** Begin PROVIDED DATA **

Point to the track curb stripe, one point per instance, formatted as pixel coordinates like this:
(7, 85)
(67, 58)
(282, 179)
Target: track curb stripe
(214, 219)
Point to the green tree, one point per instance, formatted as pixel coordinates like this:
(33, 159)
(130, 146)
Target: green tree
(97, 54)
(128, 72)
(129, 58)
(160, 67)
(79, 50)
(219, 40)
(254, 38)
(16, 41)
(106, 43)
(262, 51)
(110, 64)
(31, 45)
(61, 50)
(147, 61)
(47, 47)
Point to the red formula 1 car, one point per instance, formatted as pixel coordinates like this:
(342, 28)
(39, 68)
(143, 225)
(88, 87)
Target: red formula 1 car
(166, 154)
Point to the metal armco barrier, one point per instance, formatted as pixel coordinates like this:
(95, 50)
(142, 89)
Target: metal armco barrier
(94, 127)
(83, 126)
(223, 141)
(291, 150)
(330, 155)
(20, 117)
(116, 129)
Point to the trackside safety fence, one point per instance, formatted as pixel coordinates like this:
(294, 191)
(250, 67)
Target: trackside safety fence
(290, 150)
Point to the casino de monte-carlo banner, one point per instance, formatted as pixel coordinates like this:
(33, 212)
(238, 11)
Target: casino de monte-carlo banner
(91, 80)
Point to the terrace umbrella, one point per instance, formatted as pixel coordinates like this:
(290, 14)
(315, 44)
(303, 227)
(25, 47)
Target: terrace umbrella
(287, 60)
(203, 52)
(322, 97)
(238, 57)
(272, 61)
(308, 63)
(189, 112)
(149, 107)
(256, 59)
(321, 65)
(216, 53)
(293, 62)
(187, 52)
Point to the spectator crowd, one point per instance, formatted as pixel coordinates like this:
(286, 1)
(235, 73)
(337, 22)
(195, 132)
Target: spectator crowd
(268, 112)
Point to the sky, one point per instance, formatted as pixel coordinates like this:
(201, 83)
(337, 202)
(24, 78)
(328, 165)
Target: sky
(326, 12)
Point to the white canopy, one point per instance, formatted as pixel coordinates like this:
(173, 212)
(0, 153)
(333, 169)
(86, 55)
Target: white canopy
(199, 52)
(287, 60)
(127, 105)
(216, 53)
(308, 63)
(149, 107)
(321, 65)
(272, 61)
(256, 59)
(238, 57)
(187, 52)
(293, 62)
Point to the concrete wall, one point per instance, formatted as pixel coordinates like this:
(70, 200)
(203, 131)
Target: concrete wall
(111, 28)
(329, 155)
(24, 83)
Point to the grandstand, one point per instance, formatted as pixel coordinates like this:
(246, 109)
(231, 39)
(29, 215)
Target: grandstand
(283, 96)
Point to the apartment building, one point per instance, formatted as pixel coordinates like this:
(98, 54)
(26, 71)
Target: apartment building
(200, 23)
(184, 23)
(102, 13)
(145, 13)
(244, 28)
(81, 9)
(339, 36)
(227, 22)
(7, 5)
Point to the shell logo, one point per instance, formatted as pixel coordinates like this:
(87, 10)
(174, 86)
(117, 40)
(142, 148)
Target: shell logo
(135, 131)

** End PROVIDED DATA **
** Begin PROVIDED DATA **

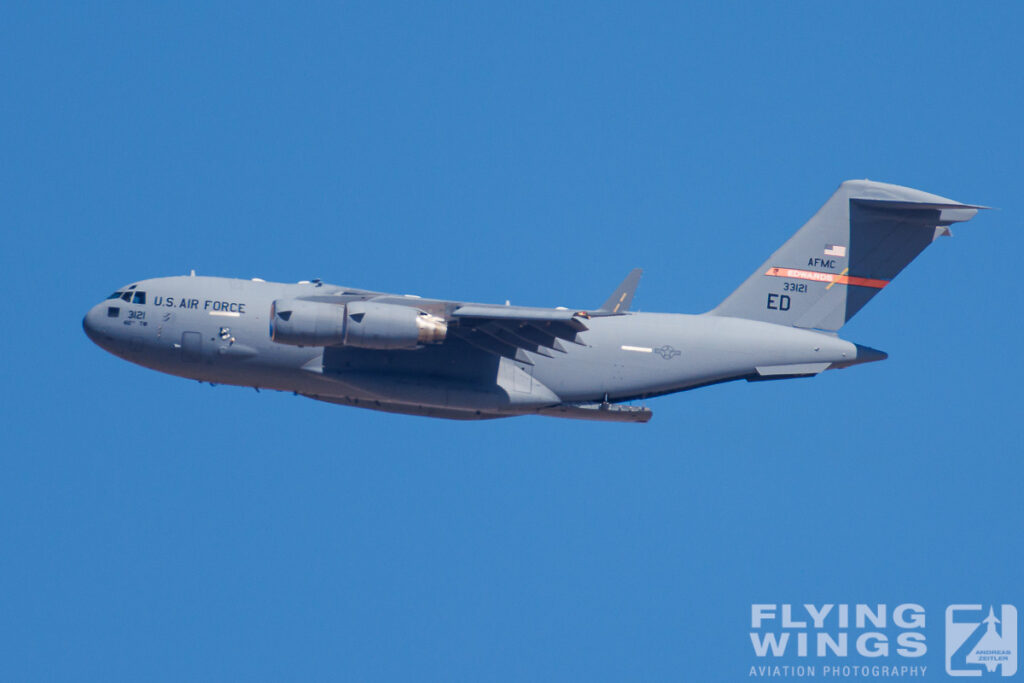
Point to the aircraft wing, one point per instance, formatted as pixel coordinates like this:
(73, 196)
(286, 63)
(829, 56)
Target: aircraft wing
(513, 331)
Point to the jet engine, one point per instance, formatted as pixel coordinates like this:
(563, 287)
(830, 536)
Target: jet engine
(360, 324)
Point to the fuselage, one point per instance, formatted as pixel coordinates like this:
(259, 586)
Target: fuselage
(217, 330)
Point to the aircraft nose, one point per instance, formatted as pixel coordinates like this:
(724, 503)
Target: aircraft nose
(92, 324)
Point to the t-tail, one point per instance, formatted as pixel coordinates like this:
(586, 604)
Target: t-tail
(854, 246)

** End PROVIDED DATA **
** Begin PROVIDED DATA **

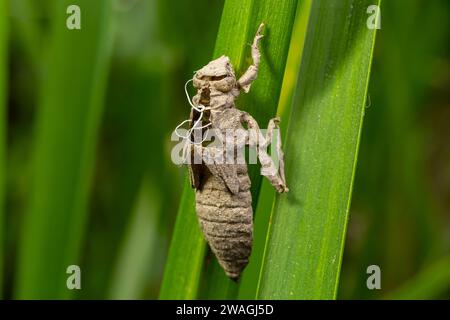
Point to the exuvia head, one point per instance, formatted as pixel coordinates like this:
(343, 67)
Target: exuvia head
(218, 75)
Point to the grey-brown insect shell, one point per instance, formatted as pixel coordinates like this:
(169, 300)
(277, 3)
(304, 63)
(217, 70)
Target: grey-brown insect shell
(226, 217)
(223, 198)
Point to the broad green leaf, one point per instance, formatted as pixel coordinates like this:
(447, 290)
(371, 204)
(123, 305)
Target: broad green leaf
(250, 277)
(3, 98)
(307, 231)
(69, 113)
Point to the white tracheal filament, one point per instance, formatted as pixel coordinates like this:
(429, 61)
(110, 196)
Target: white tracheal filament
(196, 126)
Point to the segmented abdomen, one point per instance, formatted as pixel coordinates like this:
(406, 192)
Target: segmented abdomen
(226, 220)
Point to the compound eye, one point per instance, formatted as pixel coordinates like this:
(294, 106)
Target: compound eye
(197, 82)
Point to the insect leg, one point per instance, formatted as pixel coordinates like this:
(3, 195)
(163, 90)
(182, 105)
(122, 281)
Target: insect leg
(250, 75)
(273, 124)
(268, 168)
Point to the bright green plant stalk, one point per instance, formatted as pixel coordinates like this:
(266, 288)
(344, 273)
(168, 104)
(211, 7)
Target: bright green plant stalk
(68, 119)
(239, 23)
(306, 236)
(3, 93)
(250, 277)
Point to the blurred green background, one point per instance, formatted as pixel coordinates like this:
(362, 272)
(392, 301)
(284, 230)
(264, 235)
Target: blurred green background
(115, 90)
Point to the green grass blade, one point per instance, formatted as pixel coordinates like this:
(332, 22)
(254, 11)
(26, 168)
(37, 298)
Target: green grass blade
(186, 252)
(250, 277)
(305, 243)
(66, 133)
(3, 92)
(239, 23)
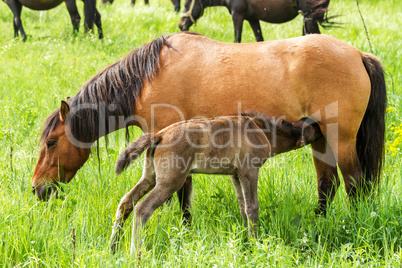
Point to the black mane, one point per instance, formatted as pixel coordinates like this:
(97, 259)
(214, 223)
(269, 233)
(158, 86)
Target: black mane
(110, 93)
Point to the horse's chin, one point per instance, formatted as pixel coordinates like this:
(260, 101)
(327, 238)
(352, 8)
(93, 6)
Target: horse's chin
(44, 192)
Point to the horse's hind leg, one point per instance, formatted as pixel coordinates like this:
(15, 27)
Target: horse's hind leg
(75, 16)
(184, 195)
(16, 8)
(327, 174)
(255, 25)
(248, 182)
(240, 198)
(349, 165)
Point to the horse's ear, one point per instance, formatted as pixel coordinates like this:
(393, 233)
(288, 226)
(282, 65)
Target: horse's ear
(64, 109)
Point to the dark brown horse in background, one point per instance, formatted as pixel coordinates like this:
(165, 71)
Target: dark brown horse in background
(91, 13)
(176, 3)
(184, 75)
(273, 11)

** End PROVIDED DATA **

▶ **EXERCISE**: Return every line in the records above that contains the string "aircraft". Case counts.

▶ **RESULT OF THE EXERCISE**:
Point to the aircraft wing, one point per instance, formatted as pixel coordinates like this:
Target: aircraft wing
Point to the aircraft nose, one point per instance, formatted as pixel coordinates like this:
Target: aircraft nose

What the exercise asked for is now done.